DOCUMENT TEXT START
New Zealand — It has long been recognised that burning forests release more than carbon, as the cocktail of chemicals absorbed by the trees as they grow is set free as they are consumed by fire.
But new research at the University of Michigan suggests that the role of forest fires has been underplayed when estimating the levels of toxic mercury levels, with wildfires responsible for about a quarter of the mercury released into the atmosphere in the US.
The study has implications for forest management and global mercury pollutionand was published in the January edition of science journal Global Biogeochemical Cycles.
The paper’s lead author, PhD student Abir Biswas, the paper’s lead author, was inspired to study the area after being surrounded by forest fires while studying at the university’s Rocky Mountain field station.
“There I was, watching forest fires around our field camp, and it seemed like the ideal place to study the problem,” he said.
At the time Mr Biswas had been reading a paper on the effects of fires on mercury emissions around the USA and extrapolated to estimate mercury release during forest fires.
“I’m interested in earth surface geochemistry so I wanted to approach the question differently,” Biswas said.
Forests act as mercury traps because mercury in the atmosphere, which comes from both natural sources and human activity such as burning coal and waste incineration, collects on foliage. When the foliage dies, it falls to the forest floor and decomposes, and the mercury enters the soil.
Because it binds strongly to organic molecules, mercury is most prevalent in the top several inches of soil, where organic matter is concentrated. By comparing the mercury content of burned soil with that of unburned soil, the researchers could estimate how much mercury was released when forests burned.
They found that both the type of trees in the forest and the severity of the fire affected the amount of mercury released. The type of tree makes a difference because evergreens take up more mercury from the atmosphere on their needles than do broad-leafed trees.
Based on their analysis and estimates of the area of forest and shrub land burned annually in the United States, the researchers calculated that wildfires and prescribed burns account for approximately 25 percent of human-generated mercury emissions in this country.
DOCUMENT TEXT END
MATERIAL SHOWN START
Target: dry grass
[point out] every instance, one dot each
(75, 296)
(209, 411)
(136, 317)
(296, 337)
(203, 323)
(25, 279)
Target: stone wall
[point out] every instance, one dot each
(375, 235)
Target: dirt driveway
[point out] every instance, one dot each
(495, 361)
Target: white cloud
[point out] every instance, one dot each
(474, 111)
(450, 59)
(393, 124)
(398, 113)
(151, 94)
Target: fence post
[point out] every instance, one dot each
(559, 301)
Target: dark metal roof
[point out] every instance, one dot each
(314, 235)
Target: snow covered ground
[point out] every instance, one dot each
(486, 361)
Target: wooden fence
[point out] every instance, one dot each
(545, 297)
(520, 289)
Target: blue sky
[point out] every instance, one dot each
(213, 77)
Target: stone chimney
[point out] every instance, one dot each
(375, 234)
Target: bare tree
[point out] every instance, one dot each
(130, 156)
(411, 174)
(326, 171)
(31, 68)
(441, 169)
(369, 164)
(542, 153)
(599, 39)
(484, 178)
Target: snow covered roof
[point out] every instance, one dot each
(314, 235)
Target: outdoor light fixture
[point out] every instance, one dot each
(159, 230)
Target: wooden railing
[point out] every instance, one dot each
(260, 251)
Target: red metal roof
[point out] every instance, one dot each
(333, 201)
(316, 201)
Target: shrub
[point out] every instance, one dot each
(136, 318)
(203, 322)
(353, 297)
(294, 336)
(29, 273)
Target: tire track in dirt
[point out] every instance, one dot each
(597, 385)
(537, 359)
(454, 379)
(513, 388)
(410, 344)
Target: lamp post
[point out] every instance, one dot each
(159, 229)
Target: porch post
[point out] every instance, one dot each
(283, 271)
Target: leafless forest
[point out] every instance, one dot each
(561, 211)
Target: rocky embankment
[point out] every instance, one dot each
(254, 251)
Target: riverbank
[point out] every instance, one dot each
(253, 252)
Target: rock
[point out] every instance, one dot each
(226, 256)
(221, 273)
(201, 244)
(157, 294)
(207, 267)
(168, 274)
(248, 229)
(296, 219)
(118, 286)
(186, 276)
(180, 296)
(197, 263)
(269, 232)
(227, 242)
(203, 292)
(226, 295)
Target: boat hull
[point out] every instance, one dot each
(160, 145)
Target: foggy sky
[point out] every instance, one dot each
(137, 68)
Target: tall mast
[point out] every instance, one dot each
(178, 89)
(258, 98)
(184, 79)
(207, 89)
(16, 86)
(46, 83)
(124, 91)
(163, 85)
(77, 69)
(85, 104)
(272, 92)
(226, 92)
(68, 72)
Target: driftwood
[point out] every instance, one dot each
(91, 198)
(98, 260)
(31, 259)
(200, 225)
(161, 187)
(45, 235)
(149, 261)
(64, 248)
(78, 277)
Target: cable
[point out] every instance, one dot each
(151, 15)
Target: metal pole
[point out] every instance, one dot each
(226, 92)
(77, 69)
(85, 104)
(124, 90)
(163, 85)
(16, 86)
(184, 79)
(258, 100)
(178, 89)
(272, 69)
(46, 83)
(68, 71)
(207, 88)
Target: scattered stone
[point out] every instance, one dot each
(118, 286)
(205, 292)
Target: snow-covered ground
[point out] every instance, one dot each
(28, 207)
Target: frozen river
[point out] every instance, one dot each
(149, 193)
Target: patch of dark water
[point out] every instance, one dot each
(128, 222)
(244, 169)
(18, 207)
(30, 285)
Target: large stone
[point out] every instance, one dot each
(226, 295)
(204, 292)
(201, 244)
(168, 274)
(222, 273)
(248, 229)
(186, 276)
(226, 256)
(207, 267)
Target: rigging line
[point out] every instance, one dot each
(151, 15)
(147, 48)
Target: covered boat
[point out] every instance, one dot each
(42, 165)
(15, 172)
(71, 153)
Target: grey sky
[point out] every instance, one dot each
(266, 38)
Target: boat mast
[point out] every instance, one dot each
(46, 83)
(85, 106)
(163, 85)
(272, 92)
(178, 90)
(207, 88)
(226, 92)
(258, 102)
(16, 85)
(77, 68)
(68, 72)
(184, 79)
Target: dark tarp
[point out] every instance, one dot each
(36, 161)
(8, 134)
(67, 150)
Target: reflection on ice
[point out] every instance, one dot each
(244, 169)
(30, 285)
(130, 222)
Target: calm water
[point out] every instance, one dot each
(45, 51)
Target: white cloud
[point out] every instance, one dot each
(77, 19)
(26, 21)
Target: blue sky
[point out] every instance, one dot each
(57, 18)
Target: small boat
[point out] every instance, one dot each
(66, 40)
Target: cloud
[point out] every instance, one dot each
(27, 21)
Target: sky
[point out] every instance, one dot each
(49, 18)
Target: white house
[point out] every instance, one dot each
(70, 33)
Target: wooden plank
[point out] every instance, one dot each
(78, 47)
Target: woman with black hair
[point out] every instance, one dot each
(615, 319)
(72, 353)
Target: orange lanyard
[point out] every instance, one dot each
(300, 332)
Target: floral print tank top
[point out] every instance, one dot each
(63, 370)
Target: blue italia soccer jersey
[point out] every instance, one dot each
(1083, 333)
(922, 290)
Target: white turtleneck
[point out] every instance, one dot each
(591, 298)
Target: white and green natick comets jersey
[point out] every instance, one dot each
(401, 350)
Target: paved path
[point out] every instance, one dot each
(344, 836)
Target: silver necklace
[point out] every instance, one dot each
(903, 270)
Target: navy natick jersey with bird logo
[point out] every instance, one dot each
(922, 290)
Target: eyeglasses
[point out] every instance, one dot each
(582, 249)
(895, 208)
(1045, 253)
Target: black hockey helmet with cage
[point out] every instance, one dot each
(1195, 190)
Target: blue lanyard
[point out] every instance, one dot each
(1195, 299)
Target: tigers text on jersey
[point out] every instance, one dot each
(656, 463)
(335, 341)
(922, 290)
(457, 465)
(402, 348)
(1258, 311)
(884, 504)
MATERIAL SHOWN END
**REQUIRED ACTION**
From the article on forest fires and mercury, extract the part that opens with the words containing "The study has" and closes with "Global Biogeochemical Cycles.". The entries have no connection to the article on forest fires and mercury.

**REPLY TO THE EXERCISE**
The study has implications for forest management and global mercury pollutionand was published in the January edition of science journal Global Biogeochemical Cycles.